On The Joys of Summer

I think all Canadians have a certain appreciation for the weather. It’s capricious at the best of times and I cannot escape the fact that I live in a place where it hurts my skin to be out outside for half the year.

My issue with weather is that it is a pretty stupid thing for how powerful an effect it has on people. Perhaps I am just shouting into the wind, puns and all, but I do not appreciate the idea behind it. We are basically these slavering beasts who’ve merely accepted the meat in front of us without regard for it’s origin or purpose for being there.

I mean, the weather is irrefutably that which keeps humans alive and also that which kills the most of us. It bring vitamin D or skin cancer, gas or booze, it can even cause depression or joy. It’s the ultimate two sides of the same coin.

I think, as I write this, that maybe the weather is a sort of personality test, a Rorschach of sorts. It shows what your wants and needs are.

A person may be distraught with the Sun because of how much it makes them sweat while another loves it for how it makes their child play. The weather, then, is a barometer of how much you’ve done with yourself and what you see in others.

If you respond negatively to weather, do you ever wonder why. What about this space, place I’m in at the moment is so changed by the weather. Humans spend most of their time inside in Canada and so I’m assuming that weather is really a matter of moving between places. We’ve made it so that we can control the temperature of these places but no one is all the miffed if their office is too cold, their house too humind if they are preoccupied.

I think this obsession with weather, a thing which spawns pieces like this, is a reflection of the paradox of North American living. We here are so used to things going our way, of the order being preserved and preservable that it’s no wonder we get mad at weather. It’s something we notice when we have nothing else to notice, nothing else to control but our own reactions to things.

=====

#### REQUIRED WORK:
1. According to the essay on weather, where do humans in Canada spend most of their time?
2. Translate this sentence from the essay on weather into Spanish: "It shows what your wants and needs are."
3. Reproduce everything in the essay on weather from "If you respond" down to "they are preoccupied.".

=====

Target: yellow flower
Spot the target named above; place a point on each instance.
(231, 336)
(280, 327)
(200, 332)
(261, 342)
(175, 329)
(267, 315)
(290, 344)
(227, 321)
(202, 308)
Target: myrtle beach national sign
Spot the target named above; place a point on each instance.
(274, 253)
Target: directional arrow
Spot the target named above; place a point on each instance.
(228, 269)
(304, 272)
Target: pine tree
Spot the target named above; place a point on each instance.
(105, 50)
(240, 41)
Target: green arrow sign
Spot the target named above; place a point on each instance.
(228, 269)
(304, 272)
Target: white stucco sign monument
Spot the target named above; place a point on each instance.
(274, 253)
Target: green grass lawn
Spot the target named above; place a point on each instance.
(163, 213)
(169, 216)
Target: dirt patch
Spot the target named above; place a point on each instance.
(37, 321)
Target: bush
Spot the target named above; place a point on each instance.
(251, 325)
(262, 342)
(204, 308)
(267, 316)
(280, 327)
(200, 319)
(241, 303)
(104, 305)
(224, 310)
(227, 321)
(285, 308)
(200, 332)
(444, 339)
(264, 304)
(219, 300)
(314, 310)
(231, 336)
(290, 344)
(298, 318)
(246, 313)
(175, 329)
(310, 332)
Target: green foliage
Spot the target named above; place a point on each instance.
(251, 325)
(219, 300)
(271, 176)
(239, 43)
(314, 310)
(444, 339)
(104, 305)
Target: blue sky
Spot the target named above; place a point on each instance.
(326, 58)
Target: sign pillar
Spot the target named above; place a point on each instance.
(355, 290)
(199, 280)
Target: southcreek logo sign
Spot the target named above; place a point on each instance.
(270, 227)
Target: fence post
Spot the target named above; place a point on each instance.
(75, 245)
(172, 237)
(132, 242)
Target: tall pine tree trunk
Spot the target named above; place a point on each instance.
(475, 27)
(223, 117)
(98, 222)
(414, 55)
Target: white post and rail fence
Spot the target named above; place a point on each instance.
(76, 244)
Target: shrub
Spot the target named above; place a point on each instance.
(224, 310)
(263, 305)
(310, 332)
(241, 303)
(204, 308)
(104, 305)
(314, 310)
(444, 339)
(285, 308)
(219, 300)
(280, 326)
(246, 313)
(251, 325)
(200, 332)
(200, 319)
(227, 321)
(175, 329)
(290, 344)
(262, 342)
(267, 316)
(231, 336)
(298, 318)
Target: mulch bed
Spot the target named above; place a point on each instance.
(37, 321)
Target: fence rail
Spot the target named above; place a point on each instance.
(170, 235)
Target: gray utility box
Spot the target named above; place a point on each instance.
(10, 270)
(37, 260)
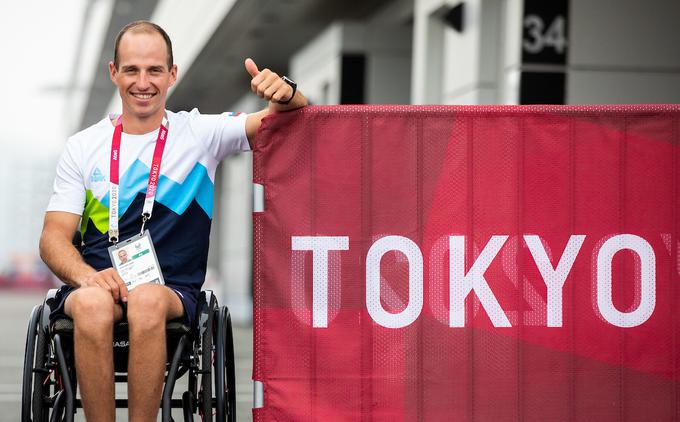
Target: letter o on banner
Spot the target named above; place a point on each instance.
(415, 281)
(647, 280)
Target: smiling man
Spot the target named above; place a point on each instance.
(145, 175)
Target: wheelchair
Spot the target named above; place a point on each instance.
(204, 352)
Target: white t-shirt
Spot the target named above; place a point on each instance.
(180, 224)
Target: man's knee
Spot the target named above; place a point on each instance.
(147, 307)
(90, 307)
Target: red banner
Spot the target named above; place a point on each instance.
(468, 263)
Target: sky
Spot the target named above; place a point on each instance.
(39, 42)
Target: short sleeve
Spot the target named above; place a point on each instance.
(222, 134)
(69, 189)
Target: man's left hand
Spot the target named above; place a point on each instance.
(271, 87)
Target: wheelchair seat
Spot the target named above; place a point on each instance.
(204, 352)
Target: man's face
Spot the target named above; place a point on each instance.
(142, 76)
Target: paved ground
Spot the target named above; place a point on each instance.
(15, 308)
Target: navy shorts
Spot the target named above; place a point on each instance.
(188, 296)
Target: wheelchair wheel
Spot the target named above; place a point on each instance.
(225, 379)
(34, 372)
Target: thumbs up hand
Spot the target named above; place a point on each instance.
(271, 87)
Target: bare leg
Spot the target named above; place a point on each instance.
(149, 307)
(94, 312)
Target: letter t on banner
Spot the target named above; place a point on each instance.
(320, 245)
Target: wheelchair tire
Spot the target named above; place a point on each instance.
(225, 379)
(33, 372)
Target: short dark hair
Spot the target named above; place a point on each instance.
(144, 27)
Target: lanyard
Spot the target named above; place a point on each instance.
(154, 172)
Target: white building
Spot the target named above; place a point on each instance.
(381, 51)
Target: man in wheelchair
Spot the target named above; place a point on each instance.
(141, 182)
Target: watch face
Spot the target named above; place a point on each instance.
(289, 81)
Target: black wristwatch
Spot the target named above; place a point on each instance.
(293, 85)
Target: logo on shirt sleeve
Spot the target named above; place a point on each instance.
(97, 176)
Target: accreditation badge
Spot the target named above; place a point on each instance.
(136, 261)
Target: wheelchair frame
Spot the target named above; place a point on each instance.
(204, 351)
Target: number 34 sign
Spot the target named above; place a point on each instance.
(544, 39)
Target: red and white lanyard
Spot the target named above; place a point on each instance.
(154, 173)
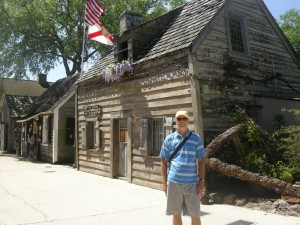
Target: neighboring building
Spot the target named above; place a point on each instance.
(52, 118)
(204, 57)
(15, 97)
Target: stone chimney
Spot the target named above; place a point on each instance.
(42, 79)
(129, 19)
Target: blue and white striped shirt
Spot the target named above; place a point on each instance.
(183, 169)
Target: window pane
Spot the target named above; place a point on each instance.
(236, 36)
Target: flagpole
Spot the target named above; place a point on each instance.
(83, 39)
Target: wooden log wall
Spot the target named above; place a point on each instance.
(162, 92)
(238, 78)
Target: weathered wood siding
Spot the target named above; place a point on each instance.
(236, 78)
(161, 93)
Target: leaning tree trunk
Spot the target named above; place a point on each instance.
(279, 186)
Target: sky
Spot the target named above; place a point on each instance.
(276, 7)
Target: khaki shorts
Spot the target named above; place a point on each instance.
(182, 198)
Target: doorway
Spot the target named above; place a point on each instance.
(120, 147)
(123, 148)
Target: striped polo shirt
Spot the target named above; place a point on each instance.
(183, 169)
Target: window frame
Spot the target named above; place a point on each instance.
(147, 134)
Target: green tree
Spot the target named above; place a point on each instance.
(290, 25)
(37, 35)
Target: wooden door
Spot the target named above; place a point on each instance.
(123, 148)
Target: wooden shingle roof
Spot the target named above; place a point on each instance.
(52, 97)
(186, 27)
(181, 27)
(95, 70)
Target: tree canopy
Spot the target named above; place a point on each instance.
(37, 35)
(290, 25)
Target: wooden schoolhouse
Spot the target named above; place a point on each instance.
(203, 57)
(51, 118)
(16, 96)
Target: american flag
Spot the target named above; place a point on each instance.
(93, 11)
(97, 32)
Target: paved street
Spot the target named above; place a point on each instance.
(41, 193)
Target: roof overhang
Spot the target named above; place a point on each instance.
(34, 116)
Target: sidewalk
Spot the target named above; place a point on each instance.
(46, 194)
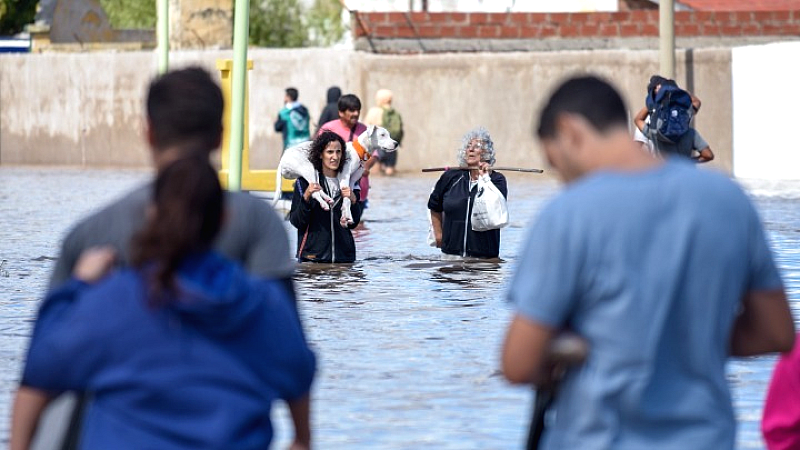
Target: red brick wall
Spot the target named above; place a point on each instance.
(573, 25)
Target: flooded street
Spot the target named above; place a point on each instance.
(407, 343)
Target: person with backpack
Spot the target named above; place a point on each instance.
(384, 115)
(666, 121)
(293, 120)
(183, 348)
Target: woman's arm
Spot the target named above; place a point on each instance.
(300, 410)
(356, 207)
(28, 406)
(300, 213)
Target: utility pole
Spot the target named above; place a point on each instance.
(666, 35)
(162, 35)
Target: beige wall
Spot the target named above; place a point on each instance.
(85, 109)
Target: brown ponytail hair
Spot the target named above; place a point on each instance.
(186, 217)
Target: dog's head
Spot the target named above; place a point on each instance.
(376, 138)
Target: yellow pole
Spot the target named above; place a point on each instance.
(225, 67)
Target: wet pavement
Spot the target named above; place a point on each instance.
(408, 343)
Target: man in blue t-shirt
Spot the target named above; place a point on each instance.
(662, 268)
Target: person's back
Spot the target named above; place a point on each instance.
(199, 372)
(331, 109)
(293, 120)
(206, 347)
(665, 272)
(655, 302)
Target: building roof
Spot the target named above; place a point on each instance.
(742, 5)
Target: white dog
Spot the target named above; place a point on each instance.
(295, 164)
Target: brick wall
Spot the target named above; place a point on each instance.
(623, 24)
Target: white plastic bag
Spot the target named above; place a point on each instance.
(431, 237)
(490, 211)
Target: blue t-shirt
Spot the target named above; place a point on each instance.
(650, 267)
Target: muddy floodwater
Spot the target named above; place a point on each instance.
(407, 343)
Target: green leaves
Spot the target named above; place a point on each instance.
(15, 14)
(130, 14)
(285, 23)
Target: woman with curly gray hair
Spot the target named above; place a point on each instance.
(453, 196)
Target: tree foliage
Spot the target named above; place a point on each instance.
(325, 23)
(15, 14)
(130, 14)
(277, 23)
(273, 23)
(285, 23)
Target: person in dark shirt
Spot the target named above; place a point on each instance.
(331, 109)
(324, 235)
(452, 199)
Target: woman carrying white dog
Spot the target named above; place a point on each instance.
(451, 202)
(324, 236)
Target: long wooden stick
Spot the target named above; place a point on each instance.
(506, 169)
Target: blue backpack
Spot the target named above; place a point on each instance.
(671, 112)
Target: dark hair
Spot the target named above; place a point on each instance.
(349, 102)
(184, 108)
(318, 146)
(188, 203)
(594, 99)
(655, 80)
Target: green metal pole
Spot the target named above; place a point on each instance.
(666, 32)
(162, 11)
(241, 28)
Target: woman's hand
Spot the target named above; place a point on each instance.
(347, 192)
(94, 264)
(483, 168)
(312, 187)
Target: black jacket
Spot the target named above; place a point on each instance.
(327, 240)
(331, 110)
(452, 196)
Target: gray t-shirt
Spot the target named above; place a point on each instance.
(253, 234)
(650, 267)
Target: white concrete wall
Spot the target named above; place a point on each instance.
(766, 109)
(86, 109)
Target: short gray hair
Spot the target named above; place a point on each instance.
(482, 135)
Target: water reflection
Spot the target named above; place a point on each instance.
(408, 341)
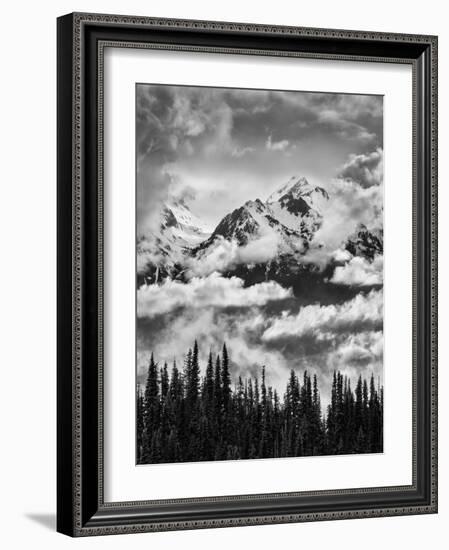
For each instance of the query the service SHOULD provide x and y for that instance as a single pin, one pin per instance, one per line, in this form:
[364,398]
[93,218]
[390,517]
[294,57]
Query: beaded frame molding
[81,510]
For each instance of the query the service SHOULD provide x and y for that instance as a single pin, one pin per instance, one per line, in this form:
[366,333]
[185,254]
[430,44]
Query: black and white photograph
[259,273]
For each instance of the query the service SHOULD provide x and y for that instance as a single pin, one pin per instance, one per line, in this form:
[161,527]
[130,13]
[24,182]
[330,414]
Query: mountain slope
[257,241]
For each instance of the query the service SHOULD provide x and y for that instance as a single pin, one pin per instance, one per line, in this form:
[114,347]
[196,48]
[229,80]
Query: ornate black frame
[81,509]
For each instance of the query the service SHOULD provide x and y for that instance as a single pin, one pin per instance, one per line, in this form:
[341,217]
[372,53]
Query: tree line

=====

#### ACTIVITY ANSWERS:
1. Inside.

2. Muestra cuáles son tus deseos y necesidades.

3.
If you respond negatively to weather, do you ever wonder why. What about this space, place I’m in at the moment is so changed by the weather. Humans spend most of their time inside in Canada and so I’m assuming that weather is really a matter of moving between places. We’ve made it so that we can control the temperature of these places but no one is all the miffed if their office is too cold, their house too humind if they are preoccupied.